#### Document text

We tested runtime performance on two machines, one with a 2023 Apple M2 CPU, one
with a 2023 Intel Xeon Platinum 8481C server CPU, both with stable Rust 1.80.1.
Since one of our competitors (aHash) is reliant on AES-based instructions for
optimal performance we have included both a benchmark with and without
`-C target-cpu=native` for the Intel machine.

We tested across a wide variety of data types we consider representative of
types / distributions one might hash in the real world, in the context of a hash
table key:

- `u32` - random 32-bit unsigned integers,
- `u32pair` - pairs of random 32-bit unsigned integers,
- `u64` - random 64-bit unsigned integers,
- `u64pair` - pairs of random 64-bit unsigned integers,
- `u64lobits` - 64-bit unsigned integers where only the bottom 16 bits vary,
- `u64hibits` - 64-bit unsigned integers where only the top 16 bits vary,
- `ipv4` - [`std::net::Ipv4Addr`](https://doc.rust-lang.org/std/net/struct.Ipv4Addr.html), which is equivalent to `[u8; 4]`,
- `ipv6` - [`std::net::Ipv6Addr`](https://doc.rust-lang.org/std/net/struct.Ipv6Addr.html), which is equivalent to `[u8; 16]`,
- `rgba` - random `(u8, u8, u8, u8)` tuples,
- `strenglishword` - strings containing words sampled uniformly from the top 10,000 most common English words,
- `struuid` - random UUIDs, hashed in string representation,
- `strurl` - strings containing URLs sampled uniformly from a corpus of 10,000 URLs,
- `strdate` - random `YYYY-MM-DD` date strings,
- `accesslog` - `(u128, u32, chrono::NaiveDate, bool)`, meant to simulate a typical
   larger compound type, in this case `(resource_id, user_id, date, success)`
   for an access log.

########
#### Input

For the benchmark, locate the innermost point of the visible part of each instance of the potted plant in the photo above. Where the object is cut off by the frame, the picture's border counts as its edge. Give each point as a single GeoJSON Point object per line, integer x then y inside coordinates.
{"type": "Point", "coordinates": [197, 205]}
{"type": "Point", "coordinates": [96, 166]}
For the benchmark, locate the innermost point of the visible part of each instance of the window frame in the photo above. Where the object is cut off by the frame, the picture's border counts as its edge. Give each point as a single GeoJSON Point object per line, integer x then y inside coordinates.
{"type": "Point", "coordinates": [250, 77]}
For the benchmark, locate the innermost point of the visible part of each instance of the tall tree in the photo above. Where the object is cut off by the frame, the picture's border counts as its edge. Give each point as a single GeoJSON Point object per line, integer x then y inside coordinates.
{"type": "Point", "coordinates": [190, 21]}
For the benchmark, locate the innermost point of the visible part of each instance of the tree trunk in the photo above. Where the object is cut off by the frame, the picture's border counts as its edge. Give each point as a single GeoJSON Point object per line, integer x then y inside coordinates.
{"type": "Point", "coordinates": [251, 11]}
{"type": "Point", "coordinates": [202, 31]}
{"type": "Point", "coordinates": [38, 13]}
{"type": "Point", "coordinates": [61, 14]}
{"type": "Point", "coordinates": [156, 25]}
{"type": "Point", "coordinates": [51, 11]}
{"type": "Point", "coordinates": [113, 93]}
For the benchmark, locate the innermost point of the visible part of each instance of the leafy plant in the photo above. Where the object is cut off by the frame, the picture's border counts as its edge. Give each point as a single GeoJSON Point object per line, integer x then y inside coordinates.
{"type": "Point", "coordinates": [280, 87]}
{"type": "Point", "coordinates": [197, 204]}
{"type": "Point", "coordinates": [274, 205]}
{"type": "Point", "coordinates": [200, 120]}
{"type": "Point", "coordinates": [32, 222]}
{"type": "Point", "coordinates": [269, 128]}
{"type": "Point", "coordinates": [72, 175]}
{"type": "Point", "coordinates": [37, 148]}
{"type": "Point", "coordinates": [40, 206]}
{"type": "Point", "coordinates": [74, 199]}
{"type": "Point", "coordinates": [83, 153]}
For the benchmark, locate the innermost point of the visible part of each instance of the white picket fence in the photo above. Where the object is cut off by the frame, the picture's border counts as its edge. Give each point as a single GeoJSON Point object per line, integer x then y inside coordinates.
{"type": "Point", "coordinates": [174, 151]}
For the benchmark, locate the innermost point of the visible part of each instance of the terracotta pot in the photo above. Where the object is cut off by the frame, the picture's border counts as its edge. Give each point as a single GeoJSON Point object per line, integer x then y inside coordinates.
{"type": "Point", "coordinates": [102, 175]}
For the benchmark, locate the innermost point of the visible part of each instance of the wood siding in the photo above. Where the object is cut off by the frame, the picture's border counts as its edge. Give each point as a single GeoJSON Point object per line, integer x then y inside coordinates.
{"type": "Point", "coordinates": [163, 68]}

########

_Short exercise 1_
Write out the entries exactly, from the line containing "of the white" through the last line of the entries.
_Short exercise 2_
Continue the text on benchmarking hash functions in Rust from the point where it stops.
The text on hash benchmarks and the entries are unrelated pieces of material.

_Exercise output 1_
For the benchmark, locate the innermost point of the visible part of each instance of the white picket fence in the photo above. Where the object is cut off by the frame, the picture's border counts as its edge. Give each point as a single GeoJSON Point object per line, integer x then y inside coordinates.
{"type": "Point", "coordinates": [174, 151]}
For the benchmark, locate the innermost point of the visible part of each instance of the terracotta pot in the photo above. Where the object is cut off by the frame, the picture's border counts as its edge. Give each point as a single GeoJSON Point object per line, integer x then y inside coordinates.
{"type": "Point", "coordinates": [102, 175]}
For the benchmark, locate the innermost point of the visible part of each instance of the wood siding in the photo above. Where the object is cut off by the frame, the picture's border counts as its edge. Give each point as a single GeoJSON Point object per line, integer x then y inside coordinates.
{"type": "Point", "coordinates": [163, 68]}

_Exercise output 2_
- `kilobyte` - random bytestrings one kilobyte in length,
- `tenkilobyte` - random bytestrings ten kilobytes in length.

We tested the performance of hashing the above data types in the following four contexts:

- `hashonly` - only the time it takes to hash the value,
- `lookupmiss` - the time it takes to do a lookup in a 1,000 element hash map
of random elements, only sampling keys of which we know that are not in the hash map,
- `lookuphit` - similar to `lookupmiss`, except the keys are sampled from keys
known to be in the hash map,
- `setbuild` - the time it takes to construct a `HashSet` of 1,000 elements
from 1,000 randomly sampled elements each repeated 10 times (so 10,000 inserts,
with ~90% duplicates).

All times are reported as expected time per operation, so one hash, one lookup,
or one insert respectively. The full results [can be found
here](https://gist.github.com/orlp/1271ad5b8b775c651cc55773888858eb). To
summarize, we will only show the results for `u64` and `strenglishword` here, as
well as the observed geometric mean and average rank over the full benchmark.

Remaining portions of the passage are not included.